**YOUR TASKS**.
**1.** Please translate this sentence from the barbershop article below into Spanish: "Barbers cannot see what is in your head."
**2.** Write the next part of the barbershop article below, picking up after its final sentence.

**SELECTED TEXT**.
________

Male client communicating with barber during consultation at modern barbershop discussing haircut preferences and style using reference photo on phone for clear communication

What to Say at the Barbershop: How to Get the Haircut You Actually Want

September 29, 2026

What to Say at the Barbershop: How to Get the Haircut You Actually Want

Most men leave the barbershop with a result that is close to what they wanted but not exactly it. The gap is almost always communication, not skill. Barbers cannot see what is in your head. What you say in the first 30 seconds of a consultation determines everything that follows.

Bring a Reference Photo

A photo removes ambiguity. "Short on the sides" means different things to different people. A photo shows the barber exactly what short on the sides looks like to you. Find a photo of the actual style you want — not just a celebrity you like — and show it. One clear photo is worth more than two minutes of verbal description.

Use Numbers for Length

Barbers measure hair with clipper guards numbered 1 through 8. Guard 1 is about 3mm (very short). Guard 4 is about 13mm (medium short). If you do not know the numbers, describe the visual result you want. "Leave it so I can still style it but it is not heavy" communicates something. "Just a trim" communicates almost nothing.

Say What You Want to Keep and What You Want Removed

Tell the barber which parts of the current cut you liked and which parts you want changed. "Keep the length on top but clean up the sides and tighten the back" is specific. "It got too long" is vague — where specifically? How much off?

Confirm the Taper or Fade Level

Explicitly state whether you want the sides faded (graduated from shorter to longer), tapered (hair blended to a natural length), or left at a consistent length. If you want a fade, say whether low (near the ear), mid (midpoint of the side), or high (near the top of the side) is the target. These words mean specific things to barbers and immediately calibrate the cut.

CADMEN Training

Client consultation is a core skill taught at CADMEN Barber Academy. academy.cadmen.ca/in-person-training.

Frequently Asked Questions

What if I do not know how to describe my haircut?

Start with what you know, not what you do not. Tell the barber what you dislike about your current hair — "it is too heavy on top," "the sides are puffing out," "the neck is messy" — and let the barber build from there. Most experienced barbers can diagnose and recommend a direction based on what you dislike, your face shape, and your hair texture. This works better than trying to describe an ideal you cannot put into words. Alternatively, bring a photo of a previous haircut you liked (even a photo of yourself from when your hair was right) — this is the fastest way to align without needing vocabulary. If you are going to a new barber and have no photo, arrive with your hair in its natural state, no product, so the barber can assess your actual texture and growth pattern before deciding how to cut.

________

**EXTRACTED RECORDS**.
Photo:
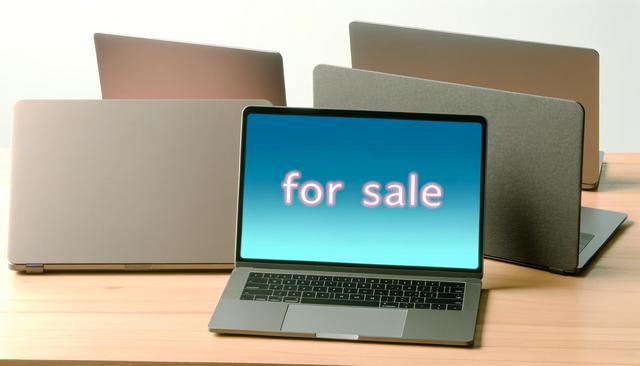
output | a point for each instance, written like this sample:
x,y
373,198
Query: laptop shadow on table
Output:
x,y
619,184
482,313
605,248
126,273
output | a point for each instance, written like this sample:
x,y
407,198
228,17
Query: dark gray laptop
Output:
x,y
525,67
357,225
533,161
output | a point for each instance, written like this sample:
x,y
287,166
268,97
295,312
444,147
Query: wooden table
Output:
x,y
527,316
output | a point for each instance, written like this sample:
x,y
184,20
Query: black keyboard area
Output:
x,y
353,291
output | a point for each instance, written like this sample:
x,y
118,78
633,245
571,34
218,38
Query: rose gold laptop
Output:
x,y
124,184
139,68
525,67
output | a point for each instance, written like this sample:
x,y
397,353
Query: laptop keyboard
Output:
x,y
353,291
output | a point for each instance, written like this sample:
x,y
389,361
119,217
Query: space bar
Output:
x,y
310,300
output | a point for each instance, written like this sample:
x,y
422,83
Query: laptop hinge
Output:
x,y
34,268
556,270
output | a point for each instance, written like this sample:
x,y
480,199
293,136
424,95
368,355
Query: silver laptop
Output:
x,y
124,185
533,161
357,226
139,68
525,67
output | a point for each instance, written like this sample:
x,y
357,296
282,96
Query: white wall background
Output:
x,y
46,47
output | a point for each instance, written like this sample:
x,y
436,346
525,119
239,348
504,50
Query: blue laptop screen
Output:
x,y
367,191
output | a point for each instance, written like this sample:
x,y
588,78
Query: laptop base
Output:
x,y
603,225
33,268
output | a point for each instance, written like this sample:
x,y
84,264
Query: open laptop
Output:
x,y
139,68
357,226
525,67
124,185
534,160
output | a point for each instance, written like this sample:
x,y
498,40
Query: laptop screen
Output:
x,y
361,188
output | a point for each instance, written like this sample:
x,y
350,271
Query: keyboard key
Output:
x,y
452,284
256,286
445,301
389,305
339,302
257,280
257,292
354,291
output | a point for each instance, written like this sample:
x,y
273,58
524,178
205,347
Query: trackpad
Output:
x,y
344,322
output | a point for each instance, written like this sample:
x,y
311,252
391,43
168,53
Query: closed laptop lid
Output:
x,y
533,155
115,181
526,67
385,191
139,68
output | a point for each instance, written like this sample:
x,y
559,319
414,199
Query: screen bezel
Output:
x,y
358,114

________

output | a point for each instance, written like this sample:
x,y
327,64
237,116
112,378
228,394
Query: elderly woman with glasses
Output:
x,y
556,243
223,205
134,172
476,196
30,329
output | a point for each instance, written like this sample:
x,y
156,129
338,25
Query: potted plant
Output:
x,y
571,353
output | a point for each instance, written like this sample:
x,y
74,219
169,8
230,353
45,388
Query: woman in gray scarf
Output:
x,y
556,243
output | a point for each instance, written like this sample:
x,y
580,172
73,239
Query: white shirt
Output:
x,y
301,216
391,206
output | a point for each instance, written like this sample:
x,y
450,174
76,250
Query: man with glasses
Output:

________

**EXERCISE ANSWERS**.
**1.** Los barberos no pueden ver lo que hay en tu cabeza.

**2.**
How do I ask for a haircut that suits my face shape?

You do not need to know your face shape specifically — you need to tell the barber what you are trying to achieve visually and let their expertise handle the face-shape analysis. Useful things to communicate: whether you want to look more angular and defined (sharper edges, geometric style) versus soft and rounded (blended transitions, less contrast). Whether your face feels too narrow or too wide to you (a barber can use cut and volume to modify the visual proportions). Whether you have any specific features you want to draw attention to or minimize (a strong jawline, a high forehead, a square chin). Barbers who are experienced with consultation will ask these questions themselves. If yours does not, stating "I want a cut that suits my face shape — what do you recommend?" directly invites the expert recommendation. This is a more productive approach than asking for a specific named style that may not work for your proportions.

Is it rude to show your barber a photo of someone else's haircut?

No — showing a reference photo is one of the most helpful things you can do during a consultation and any professional barber welcomes it. The photo gives the barber accurate visual information about what you want, which reduces the chance of a miscommunication. The only important clarification to make alongside the photo: acknowledge that the photo is a reference, not a guarantee of an identical outcome. Hair texture, density, growth pattern, face shape, and starting length all affect the result. A skilled barber will tell you honestly if your hair can achieve the style in the photo exactly or if a modified version is more realistic. "I want something like this — does my hair work for this style?" is the right framing. It invites the barber's expert input while clearly communicating your visual target. Barbers often appreciate this framing because it opens a productive conversation about what is achievable rather than setting a silent expectation that may not be met.